Point localization data:
- - - - -
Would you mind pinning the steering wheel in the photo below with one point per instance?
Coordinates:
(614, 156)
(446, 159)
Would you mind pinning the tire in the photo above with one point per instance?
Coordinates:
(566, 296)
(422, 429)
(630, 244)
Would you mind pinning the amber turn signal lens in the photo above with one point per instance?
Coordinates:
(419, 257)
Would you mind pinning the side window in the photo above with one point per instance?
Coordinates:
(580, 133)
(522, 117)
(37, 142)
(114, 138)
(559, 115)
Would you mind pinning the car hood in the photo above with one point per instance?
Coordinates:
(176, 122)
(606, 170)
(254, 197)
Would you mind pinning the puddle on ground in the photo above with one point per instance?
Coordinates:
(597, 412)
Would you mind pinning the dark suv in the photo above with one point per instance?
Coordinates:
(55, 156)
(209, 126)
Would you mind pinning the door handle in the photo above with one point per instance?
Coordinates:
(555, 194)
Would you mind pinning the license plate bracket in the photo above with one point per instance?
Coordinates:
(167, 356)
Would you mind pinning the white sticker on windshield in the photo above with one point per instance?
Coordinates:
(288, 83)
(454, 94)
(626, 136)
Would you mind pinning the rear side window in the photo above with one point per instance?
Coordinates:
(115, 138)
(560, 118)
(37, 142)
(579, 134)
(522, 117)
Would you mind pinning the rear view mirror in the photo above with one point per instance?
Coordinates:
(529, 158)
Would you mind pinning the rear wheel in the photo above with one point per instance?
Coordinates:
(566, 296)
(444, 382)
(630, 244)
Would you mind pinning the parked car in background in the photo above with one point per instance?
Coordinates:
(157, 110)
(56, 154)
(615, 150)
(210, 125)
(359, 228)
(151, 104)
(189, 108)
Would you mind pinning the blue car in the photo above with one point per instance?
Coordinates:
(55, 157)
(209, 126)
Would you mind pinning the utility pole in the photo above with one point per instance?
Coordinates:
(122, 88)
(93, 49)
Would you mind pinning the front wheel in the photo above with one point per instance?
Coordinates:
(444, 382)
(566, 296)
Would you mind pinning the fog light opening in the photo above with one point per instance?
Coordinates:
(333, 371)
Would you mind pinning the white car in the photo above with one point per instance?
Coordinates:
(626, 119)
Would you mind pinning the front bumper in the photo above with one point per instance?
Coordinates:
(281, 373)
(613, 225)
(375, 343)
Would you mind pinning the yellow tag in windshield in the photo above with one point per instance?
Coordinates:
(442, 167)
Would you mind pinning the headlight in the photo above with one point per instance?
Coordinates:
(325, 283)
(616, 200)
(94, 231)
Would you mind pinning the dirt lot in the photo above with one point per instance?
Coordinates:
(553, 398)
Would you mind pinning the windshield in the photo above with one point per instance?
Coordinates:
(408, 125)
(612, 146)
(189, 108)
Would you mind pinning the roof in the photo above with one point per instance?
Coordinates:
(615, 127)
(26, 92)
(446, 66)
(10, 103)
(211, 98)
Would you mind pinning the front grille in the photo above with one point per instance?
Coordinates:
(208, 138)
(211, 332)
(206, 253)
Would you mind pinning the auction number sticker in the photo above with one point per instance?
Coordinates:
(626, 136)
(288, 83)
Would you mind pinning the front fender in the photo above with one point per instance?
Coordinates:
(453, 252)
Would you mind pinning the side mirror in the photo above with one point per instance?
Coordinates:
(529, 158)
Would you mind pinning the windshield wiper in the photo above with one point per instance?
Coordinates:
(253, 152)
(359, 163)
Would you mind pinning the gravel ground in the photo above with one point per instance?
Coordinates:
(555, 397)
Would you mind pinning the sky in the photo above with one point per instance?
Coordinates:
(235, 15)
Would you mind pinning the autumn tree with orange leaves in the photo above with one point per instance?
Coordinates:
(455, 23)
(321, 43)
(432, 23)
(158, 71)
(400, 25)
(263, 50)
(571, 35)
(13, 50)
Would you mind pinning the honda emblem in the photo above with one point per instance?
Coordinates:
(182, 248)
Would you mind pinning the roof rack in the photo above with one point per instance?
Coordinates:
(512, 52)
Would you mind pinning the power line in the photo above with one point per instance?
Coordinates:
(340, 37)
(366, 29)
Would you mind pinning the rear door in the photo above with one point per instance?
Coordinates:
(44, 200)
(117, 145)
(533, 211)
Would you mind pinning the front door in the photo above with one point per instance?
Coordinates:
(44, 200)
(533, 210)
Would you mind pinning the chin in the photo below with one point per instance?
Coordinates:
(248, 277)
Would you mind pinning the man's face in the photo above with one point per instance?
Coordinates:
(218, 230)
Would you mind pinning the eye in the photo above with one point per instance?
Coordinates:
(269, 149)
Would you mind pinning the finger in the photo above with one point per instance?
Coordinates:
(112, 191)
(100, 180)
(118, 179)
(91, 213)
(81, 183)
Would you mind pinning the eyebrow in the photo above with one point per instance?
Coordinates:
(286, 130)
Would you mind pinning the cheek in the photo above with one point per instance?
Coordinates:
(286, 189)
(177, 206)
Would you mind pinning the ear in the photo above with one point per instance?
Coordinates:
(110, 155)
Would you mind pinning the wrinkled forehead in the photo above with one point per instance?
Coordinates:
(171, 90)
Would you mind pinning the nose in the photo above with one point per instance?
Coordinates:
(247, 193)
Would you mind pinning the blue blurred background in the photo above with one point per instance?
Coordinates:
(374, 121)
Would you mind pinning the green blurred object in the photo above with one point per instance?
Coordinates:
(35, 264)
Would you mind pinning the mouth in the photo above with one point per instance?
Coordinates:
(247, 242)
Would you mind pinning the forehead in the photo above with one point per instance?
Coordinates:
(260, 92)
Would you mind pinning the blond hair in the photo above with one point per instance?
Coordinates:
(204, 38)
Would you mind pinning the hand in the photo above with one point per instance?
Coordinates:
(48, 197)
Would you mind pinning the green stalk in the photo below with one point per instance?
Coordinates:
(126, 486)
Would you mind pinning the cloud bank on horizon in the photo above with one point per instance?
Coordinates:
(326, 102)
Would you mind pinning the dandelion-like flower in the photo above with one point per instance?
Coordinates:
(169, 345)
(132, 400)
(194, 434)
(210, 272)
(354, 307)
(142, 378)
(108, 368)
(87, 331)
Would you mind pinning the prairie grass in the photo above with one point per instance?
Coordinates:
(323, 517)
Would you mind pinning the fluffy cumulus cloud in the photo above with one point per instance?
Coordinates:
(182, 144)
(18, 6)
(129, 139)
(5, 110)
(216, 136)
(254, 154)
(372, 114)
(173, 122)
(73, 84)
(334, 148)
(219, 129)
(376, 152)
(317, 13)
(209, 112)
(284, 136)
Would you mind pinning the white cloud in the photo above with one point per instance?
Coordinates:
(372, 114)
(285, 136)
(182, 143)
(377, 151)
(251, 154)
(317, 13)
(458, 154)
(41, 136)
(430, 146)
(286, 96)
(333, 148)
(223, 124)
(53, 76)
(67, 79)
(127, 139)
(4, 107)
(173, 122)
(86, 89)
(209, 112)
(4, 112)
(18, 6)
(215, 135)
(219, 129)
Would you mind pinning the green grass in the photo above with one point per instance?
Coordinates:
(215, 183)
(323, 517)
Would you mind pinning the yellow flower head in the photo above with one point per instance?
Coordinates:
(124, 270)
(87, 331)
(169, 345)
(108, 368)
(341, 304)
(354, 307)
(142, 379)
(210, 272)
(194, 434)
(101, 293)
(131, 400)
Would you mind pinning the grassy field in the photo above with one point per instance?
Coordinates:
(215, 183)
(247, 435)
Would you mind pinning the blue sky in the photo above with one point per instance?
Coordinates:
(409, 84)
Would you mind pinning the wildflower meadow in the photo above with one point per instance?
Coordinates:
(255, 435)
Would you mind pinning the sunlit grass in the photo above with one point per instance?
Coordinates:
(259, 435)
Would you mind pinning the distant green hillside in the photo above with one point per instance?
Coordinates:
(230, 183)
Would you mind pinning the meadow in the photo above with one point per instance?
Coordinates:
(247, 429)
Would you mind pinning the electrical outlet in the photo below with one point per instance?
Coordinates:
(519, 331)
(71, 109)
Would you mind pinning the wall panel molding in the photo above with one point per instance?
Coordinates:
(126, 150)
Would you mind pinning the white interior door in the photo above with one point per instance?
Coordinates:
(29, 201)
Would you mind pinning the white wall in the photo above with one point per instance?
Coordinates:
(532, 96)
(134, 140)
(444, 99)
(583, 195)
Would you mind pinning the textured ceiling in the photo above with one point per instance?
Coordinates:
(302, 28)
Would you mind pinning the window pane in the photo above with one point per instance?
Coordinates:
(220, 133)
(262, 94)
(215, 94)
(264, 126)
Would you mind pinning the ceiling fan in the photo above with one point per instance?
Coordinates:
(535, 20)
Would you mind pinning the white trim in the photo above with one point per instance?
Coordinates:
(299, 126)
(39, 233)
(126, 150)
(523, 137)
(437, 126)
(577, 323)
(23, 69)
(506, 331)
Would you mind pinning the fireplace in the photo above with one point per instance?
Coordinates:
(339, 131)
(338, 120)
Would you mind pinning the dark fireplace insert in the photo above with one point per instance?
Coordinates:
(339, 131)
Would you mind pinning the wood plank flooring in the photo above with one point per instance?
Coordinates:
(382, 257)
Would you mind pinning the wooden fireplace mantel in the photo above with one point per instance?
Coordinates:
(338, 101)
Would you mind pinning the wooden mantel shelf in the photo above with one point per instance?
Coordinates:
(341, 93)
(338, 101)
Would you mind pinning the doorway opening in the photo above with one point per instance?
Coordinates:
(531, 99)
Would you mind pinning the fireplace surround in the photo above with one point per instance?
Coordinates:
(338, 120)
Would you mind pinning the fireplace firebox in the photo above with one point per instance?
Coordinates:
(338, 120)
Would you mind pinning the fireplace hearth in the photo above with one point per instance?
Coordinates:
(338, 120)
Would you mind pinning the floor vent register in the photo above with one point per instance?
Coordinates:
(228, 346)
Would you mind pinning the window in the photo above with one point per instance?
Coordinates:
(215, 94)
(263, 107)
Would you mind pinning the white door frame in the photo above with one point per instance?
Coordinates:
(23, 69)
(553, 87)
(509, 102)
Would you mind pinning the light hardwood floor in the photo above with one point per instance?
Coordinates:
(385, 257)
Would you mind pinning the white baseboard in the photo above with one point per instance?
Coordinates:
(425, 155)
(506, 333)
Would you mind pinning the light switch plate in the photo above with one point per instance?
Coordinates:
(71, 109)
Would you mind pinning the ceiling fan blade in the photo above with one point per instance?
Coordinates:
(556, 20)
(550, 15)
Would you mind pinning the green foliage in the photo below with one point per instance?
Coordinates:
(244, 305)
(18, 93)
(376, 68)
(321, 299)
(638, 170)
- - - - -
_TASK STATEMENT_.
Reproduce the lines of the entries above from the one with "Would you mind pinning the white wall" to the one with "Would you mind pinning the white trim", both included, exactly and without any other line.

_RESPONSE AREA_.
Would you mind pinning the white wall in the photo above with one point per instance?
Coordinates:
(532, 96)
(134, 140)
(444, 99)
(583, 195)
Would you mind pinning the textured ceiling in the photo above with one point per instance?
Coordinates:
(302, 28)
Would you mind pinning the window pane in the photo above with one point per instance?
Coordinates:
(220, 133)
(262, 94)
(215, 94)
(264, 126)
Would you mind pinning the ceiling fan in the photo above with one point per instance?
Coordinates:
(535, 20)
Would you mind pinning the white trim in the photo above with one point per instance?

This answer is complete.